* begin Listed entries *

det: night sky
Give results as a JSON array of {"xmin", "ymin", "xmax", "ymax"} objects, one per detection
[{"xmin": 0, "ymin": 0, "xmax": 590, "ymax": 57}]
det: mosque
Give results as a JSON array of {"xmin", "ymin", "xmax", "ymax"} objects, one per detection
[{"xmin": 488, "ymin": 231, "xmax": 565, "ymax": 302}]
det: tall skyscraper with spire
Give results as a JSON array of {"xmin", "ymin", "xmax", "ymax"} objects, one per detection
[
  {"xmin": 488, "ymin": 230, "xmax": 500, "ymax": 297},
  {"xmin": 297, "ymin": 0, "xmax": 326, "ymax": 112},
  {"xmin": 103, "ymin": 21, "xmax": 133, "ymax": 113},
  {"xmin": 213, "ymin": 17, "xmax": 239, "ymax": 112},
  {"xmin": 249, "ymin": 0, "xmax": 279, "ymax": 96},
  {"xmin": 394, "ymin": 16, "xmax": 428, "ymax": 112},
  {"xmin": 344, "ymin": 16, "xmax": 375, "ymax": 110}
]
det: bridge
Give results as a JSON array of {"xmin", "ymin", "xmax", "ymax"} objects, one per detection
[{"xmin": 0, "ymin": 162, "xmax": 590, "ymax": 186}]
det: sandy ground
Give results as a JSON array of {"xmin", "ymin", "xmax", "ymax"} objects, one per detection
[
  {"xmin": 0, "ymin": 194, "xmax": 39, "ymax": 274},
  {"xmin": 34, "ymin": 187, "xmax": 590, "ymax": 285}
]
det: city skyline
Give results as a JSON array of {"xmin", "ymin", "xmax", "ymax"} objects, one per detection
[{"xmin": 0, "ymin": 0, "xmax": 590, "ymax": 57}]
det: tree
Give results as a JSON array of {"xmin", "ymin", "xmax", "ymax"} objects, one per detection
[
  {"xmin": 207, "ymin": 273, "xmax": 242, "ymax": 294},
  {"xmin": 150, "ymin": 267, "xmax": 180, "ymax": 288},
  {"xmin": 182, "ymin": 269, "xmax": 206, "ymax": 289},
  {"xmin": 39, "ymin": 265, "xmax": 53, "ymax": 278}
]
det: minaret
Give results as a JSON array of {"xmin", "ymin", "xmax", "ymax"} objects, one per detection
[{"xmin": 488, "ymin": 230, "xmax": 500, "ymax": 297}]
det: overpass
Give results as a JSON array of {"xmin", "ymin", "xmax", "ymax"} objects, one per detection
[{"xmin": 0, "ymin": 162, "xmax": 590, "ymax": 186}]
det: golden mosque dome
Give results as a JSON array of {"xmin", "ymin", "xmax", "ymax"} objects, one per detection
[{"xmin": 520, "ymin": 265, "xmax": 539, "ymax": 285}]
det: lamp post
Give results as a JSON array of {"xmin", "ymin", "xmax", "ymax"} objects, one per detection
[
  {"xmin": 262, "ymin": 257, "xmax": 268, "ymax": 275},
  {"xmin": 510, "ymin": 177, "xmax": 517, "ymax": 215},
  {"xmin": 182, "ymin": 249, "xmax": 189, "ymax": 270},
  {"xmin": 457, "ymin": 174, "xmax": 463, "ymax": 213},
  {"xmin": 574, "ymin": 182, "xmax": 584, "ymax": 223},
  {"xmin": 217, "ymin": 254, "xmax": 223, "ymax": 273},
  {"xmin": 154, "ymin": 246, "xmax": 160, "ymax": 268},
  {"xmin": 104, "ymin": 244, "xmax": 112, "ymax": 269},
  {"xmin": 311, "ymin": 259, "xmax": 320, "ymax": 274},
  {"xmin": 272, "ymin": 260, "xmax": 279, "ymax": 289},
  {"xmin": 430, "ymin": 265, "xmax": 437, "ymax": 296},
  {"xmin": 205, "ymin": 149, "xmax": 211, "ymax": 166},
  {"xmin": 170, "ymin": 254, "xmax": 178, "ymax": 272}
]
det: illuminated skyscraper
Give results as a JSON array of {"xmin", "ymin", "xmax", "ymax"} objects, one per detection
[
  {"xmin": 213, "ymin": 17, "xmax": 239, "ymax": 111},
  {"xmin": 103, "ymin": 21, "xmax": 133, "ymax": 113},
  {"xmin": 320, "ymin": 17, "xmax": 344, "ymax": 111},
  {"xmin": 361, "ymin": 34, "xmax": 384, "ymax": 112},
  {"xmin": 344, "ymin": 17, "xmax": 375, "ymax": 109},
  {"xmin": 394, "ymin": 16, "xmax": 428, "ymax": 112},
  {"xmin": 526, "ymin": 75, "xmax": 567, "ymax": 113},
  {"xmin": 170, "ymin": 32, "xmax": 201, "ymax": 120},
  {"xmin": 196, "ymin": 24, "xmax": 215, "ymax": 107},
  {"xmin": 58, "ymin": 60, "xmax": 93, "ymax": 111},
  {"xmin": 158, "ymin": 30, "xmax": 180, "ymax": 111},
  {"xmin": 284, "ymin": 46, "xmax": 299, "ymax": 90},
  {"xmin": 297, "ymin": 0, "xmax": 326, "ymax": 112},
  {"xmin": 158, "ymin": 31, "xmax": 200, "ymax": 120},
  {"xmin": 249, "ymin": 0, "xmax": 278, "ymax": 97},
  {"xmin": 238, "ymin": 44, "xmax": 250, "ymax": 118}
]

* end Listed entries *

# Description of the task
Can you collect every line in the records above that contains the word "skyscraper"? Copy each of those lines out in full.

# Exercise result
det: tall skyscraper with spire
det: illuminated skyscraper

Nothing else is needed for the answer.